-- Task prompt --
In the material below, replace every "formatted example" with "sample layout" and leave everything else as it is.

* start *

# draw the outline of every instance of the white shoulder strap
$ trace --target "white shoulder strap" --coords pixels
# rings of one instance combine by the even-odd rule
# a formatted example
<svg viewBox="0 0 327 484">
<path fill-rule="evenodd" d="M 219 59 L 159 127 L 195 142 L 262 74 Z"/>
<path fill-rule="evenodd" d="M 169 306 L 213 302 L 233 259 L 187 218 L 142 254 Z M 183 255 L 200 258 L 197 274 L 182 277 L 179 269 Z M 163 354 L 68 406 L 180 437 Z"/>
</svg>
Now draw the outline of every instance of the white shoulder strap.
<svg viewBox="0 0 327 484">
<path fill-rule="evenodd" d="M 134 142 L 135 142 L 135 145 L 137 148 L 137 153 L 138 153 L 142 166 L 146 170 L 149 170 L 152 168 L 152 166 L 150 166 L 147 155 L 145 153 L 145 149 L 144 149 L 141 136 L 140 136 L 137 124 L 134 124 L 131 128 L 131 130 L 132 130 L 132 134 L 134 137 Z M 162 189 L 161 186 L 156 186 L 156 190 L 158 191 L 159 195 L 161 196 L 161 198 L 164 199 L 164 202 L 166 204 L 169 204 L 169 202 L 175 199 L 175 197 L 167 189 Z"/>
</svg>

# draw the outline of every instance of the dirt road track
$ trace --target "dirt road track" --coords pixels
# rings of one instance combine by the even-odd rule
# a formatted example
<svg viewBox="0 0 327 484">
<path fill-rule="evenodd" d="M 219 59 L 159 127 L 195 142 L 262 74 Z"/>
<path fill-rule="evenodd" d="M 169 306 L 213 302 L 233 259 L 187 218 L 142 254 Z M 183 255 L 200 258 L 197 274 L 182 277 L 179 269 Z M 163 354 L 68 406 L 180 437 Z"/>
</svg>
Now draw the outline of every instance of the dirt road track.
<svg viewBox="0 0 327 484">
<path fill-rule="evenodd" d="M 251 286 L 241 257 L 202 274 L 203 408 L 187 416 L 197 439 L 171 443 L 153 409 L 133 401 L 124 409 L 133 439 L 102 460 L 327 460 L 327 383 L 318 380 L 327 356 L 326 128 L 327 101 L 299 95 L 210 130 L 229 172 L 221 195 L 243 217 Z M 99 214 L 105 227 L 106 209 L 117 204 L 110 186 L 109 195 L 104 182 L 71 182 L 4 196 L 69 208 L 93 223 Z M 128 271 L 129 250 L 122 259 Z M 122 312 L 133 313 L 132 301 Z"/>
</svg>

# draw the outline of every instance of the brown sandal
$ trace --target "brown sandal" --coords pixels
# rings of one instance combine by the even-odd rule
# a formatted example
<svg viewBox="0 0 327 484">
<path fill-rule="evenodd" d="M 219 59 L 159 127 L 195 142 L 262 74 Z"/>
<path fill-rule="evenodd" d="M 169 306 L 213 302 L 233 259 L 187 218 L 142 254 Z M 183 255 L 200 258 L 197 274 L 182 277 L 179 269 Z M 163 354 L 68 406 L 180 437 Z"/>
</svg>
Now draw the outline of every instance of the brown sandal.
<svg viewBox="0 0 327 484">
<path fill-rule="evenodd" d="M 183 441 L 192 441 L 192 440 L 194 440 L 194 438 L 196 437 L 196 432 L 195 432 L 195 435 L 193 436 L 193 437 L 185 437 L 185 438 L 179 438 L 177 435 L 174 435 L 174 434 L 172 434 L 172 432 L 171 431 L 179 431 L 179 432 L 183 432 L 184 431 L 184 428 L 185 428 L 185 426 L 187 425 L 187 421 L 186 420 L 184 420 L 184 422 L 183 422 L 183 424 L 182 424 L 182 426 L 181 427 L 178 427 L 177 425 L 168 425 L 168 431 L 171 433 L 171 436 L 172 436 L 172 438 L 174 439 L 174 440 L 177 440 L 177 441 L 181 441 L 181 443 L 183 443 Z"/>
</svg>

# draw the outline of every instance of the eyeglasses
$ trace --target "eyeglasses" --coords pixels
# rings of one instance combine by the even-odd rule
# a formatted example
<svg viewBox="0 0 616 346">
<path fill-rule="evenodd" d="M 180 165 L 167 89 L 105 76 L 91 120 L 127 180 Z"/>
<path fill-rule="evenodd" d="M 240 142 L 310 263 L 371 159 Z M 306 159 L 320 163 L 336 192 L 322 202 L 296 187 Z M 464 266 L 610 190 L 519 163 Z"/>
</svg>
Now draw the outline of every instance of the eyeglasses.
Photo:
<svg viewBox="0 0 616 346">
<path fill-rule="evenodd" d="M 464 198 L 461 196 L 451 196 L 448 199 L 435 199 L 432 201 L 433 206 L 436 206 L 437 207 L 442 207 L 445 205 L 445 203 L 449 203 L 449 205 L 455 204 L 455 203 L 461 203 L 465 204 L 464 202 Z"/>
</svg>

* end *

-- Expected output --
# draw the outline of every instance of the white shoulder strap
$ trace --target "white shoulder strap" --coords pixels
# rings of one instance combine by the even-odd rule
# a sample layout
<svg viewBox="0 0 327 484">
<path fill-rule="evenodd" d="M 219 59 L 159 127 L 195 142 L 262 74 Z"/>
<path fill-rule="evenodd" d="M 169 306 L 213 302 L 233 259 L 187 218 L 142 254 Z M 183 255 L 200 258 L 197 274 L 182 277 L 179 269 Z M 163 354 L 68 406 L 180 437 Z"/>
</svg>
Now draw the outline of every instance of the white shoulder strap.
<svg viewBox="0 0 327 484">
<path fill-rule="evenodd" d="M 134 142 L 135 142 L 135 145 L 137 148 L 137 153 L 138 153 L 142 166 L 146 170 L 149 170 L 152 168 L 152 166 L 150 166 L 147 155 L 145 153 L 145 149 L 144 149 L 141 136 L 140 136 L 137 124 L 134 124 L 131 128 L 131 130 L 132 130 L 132 134 L 134 137 Z M 162 189 L 161 186 L 156 186 L 156 190 L 158 191 L 159 195 L 161 196 L 161 198 L 164 199 L 164 202 L 166 204 L 169 204 L 169 202 L 175 199 L 175 197 L 167 189 Z"/>
</svg>

# draw the outline of every instance of the dirt road track
$ trace --target "dirt road track" --coords pixels
# rings of one instance combine by the even-odd rule
# a sample layout
<svg viewBox="0 0 327 484">
<path fill-rule="evenodd" d="M 219 59 L 159 127 L 195 142 L 262 74 Z"/>
<path fill-rule="evenodd" d="M 169 306 L 213 302 L 233 259 L 187 218 L 142 254 Z M 183 255 L 200 258 L 197 274 L 182 277 L 179 269 Z M 163 354 L 68 406 L 180 437 Z"/>
</svg>
Now draw the outline of every instance of the dirt road track.
<svg viewBox="0 0 327 484">
<path fill-rule="evenodd" d="M 251 286 L 241 257 L 202 274 L 203 408 L 187 416 L 197 439 L 171 443 L 153 409 L 133 401 L 124 409 L 133 439 L 102 460 L 327 460 L 327 383 L 318 380 L 327 356 L 326 128 L 327 101 L 299 95 L 210 130 L 229 172 L 221 195 L 243 217 Z M 99 214 L 105 227 L 106 209 L 117 204 L 110 186 L 109 195 L 104 182 L 71 182 L 4 196 L 69 208 L 93 223 Z M 128 271 L 129 250 L 122 259 Z M 122 312 L 133 313 L 132 301 Z"/>
</svg>

# draw the outline of every instance of the brown sandal
$ trace --target "brown sandal" --coords pixels
# rings of one instance combine by the even-odd rule
# a sample layout
<svg viewBox="0 0 327 484">
<path fill-rule="evenodd" d="M 219 59 L 159 127 L 195 142 L 262 74 Z"/>
<path fill-rule="evenodd" d="M 169 306 L 213 302 L 233 259 L 187 218 L 142 254 Z M 183 255 L 200 258 L 197 274 L 182 277 L 179 269 Z M 163 354 L 68 406 L 180 437 Z"/>
</svg>
Now draw the outline of every instance of the brown sandal.
<svg viewBox="0 0 327 484">
<path fill-rule="evenodd" d="M 183 441 L 192 441 L 192 440 L 194 440 L 194 438 L 196 437 L 196 432 L 195 432 L 195 435 L 193 436 L 193 437 L 185 437 L 185 438 L 179 438 L 177 435 L 174 435 L 174 434 L 172 434 L 172 432 L 171 431 L 179 431 L 179 432 L 183 432 L 184 431 L 184 428 L 185 428 L 185 426 L 187 425 L 187 421 L 186 420 L 184 420 L 184 422 L 183 422 L 183 424 L 182 424 L 182 426 L 181 427 L 178 427 L 177 425 L 168 425 L 168 431 L 171 433 L 171 436 L 172 436 L 172 438 L 174 439 L 174 440 L 177 440 L 177 441 L 181 441 L 181 443 L 183 443 Z"/>
</svg>

# draw the outline of every instance of the eyeglasses
$ trace --target "eyeglasses" --coords pixels
# rings of one instance combine by the even-odd rule
# a sample layout
<svg viewBox="0 0 616 346">
<path fill-rule="evenodd" d="M 180 165 L 167 89 L 105 76 L 91 120 L 127 180 Z"/>
<path fill-rule="evenodd" d="M 240 142 L 310 263 L 371 159 Z M 306 159 L 320 163 L 336 192 L 322 202 L 296 187 Z M 464 266 L 610 190 L 519 163 Z"/>
</svg>
Now draw the outline of every instance of the eyeglasses.
Photo:
<svg viewBox="0 0 616 346">
<path fill-rule="evenodd" d="M 464 198 L 461 196 L 451 196 L 448 199 L 435 199 L 432 201 L 433 206 L 436 206 L 437 207 L 442 207 L 445 205 L 445 203 L 449 203 L 449 205 L 455 204 L 455 203 L 461 203 L 465 204 L 464 202 Z"/>
</svg>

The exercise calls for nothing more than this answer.